Excerpt
75Specifically, Wilson was unbale to receive visits from his family for most of the time on remand.  He is very close to his mother and she would have otherwise visited him face to face. 

76The pandemic operated to make Wilson’s time in custody more burdensome than it otherwise would have been.  I accept that there has not been a more difficult time to be a prisoner or remandee in this State than it has been in the last two years.  Mr Wilson experienced 18 months of this.  I query the utility of returning him to there now.  The sentence I impose will reflect this additional burden of imprisonment that he has already served. 

Bail Breaches

77The breach of bail charge is troubling for each accused.  The charges the subject of the indictment were committed whilst they were on bail for other offences.  The fact that each of you committed those matters on bail is relevant although care must be taken to avoid any risk of double punishment as between these offences and the related summary offence of commit indictable offence on bail.

Entries shown
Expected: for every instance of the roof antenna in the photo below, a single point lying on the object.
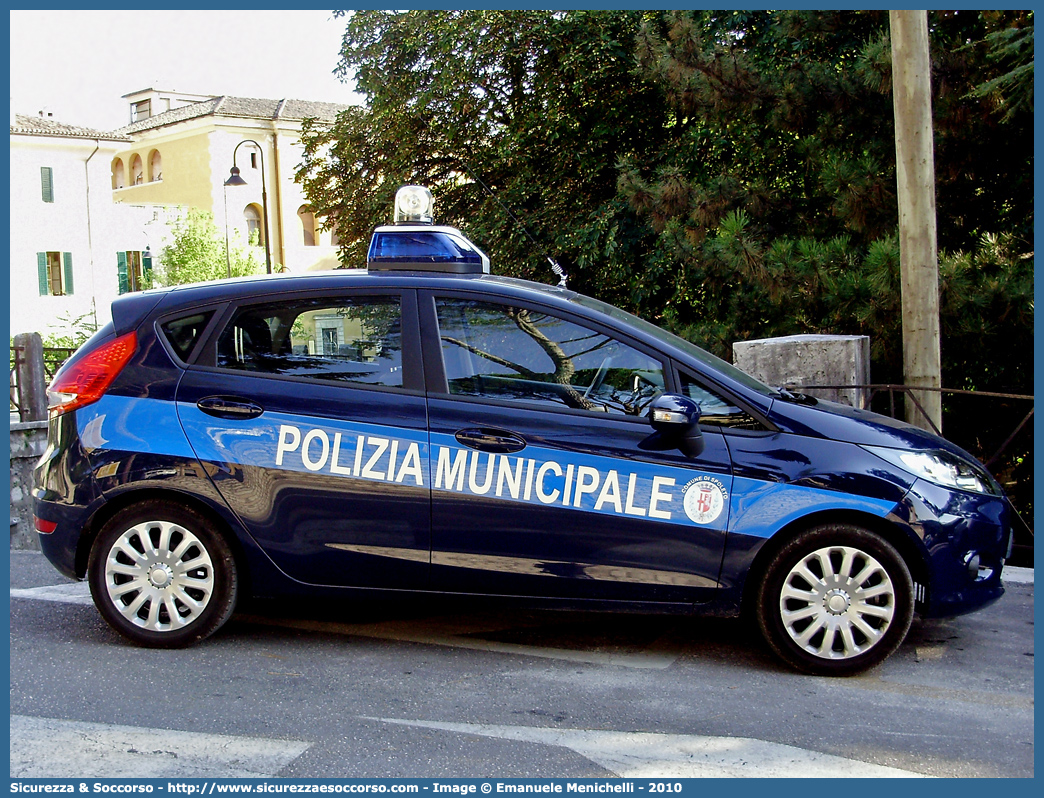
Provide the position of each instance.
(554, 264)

==

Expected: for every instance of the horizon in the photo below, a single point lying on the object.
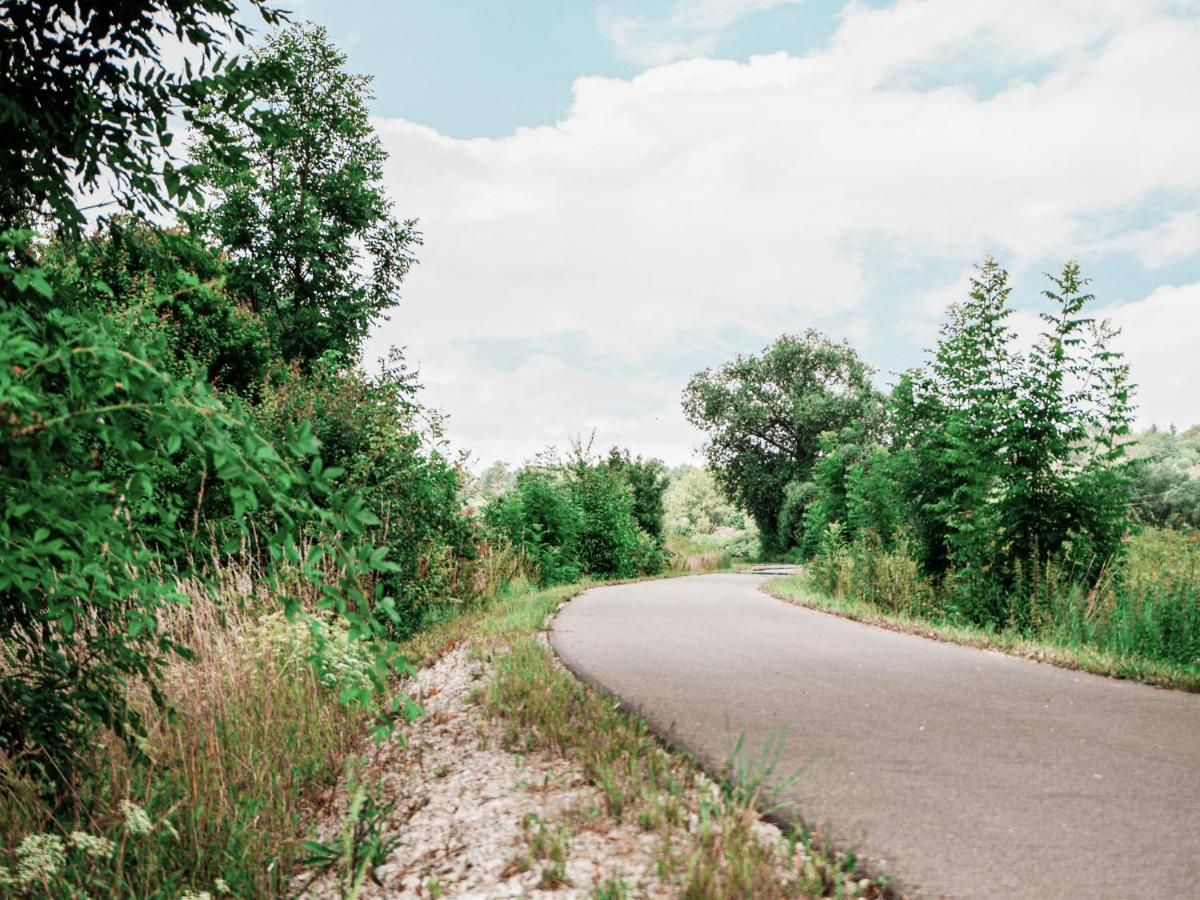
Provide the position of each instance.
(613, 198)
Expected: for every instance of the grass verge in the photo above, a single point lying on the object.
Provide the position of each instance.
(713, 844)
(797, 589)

==

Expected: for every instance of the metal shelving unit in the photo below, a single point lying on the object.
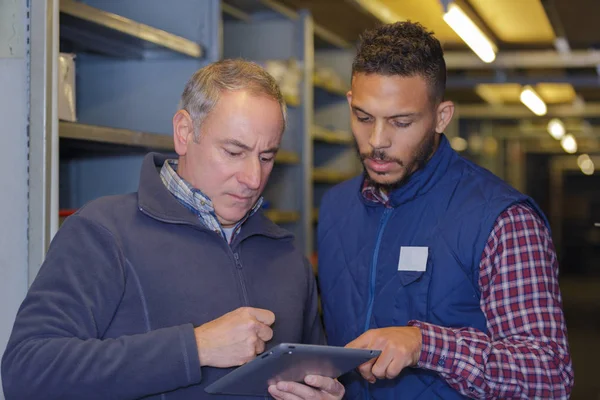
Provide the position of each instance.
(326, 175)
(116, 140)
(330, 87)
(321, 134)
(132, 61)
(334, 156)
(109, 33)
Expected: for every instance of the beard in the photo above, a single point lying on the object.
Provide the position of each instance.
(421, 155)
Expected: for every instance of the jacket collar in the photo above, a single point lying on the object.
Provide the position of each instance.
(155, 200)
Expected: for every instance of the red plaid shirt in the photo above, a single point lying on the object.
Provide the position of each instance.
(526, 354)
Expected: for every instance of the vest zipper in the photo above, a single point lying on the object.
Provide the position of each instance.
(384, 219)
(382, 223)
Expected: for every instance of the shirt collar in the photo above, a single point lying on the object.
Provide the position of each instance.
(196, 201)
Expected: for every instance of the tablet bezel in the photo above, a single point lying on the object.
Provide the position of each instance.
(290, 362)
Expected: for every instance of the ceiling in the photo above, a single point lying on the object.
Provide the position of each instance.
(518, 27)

Set of tasks
1) Translate this sentence from the sentencing excerpt into Spanish: "The pandemic operated to make Wilson’s time in custody more burdensome than it otherwise would have been."
2) According to the sentencing excerpt, for how many months did Mr Wilson experience this difficult period of custody?
3) Continue the sentencing excerpt from the end of its final paragraph, in the same formal judicial style.

Responses in order
1) La pandemia hizo que el tiempo de Wilson bajo custodia fuera más gravoso de lo que habría sido de otro modo.

2) 18 months.

3)
78The summary offences for current sentencing purposes essentially involves your preparedness to willingly defy a court order which granted you conditional liberty on the basis you would not commit any further offences. Additionally, pursuant to s16(3)(c) of the Sentencing Act, any term of imprisonment imposed for an offence committed on bail must be unless otherwise ordered served cumulatively upon any other sentence of imprisonment imposed on you.

79In the context of this offence, I repeat you are not to be punished twice or additionally for the conduct the subject of the indictment and I do not propose to fall into that error.  I propose to give you a sentence that is to run concurrently with other sentences on this charge, particularly given I have treated your offending on bail as a feature that elevates the seriousness of that other offending. 

Parity

80The accused played different roles in this offending, and although Wilson stabbed the victim, Scott was nothing other than a willing accomplice in the general plan to assault him and cause him injury.  There is a basis to distinguish the sentences I impose for the reasons I have just articulated. 

81Each accused had a different path through the criminal justice system, largely reflective of their respective prior criminal histories I suspect.  Wilson remained in custody for 18 months in extremely punitive conditions whereas Scott did not.  The punitive aspects of a sentence have effectively been met in Wilson’s case though they have not yet been made in Scott’s.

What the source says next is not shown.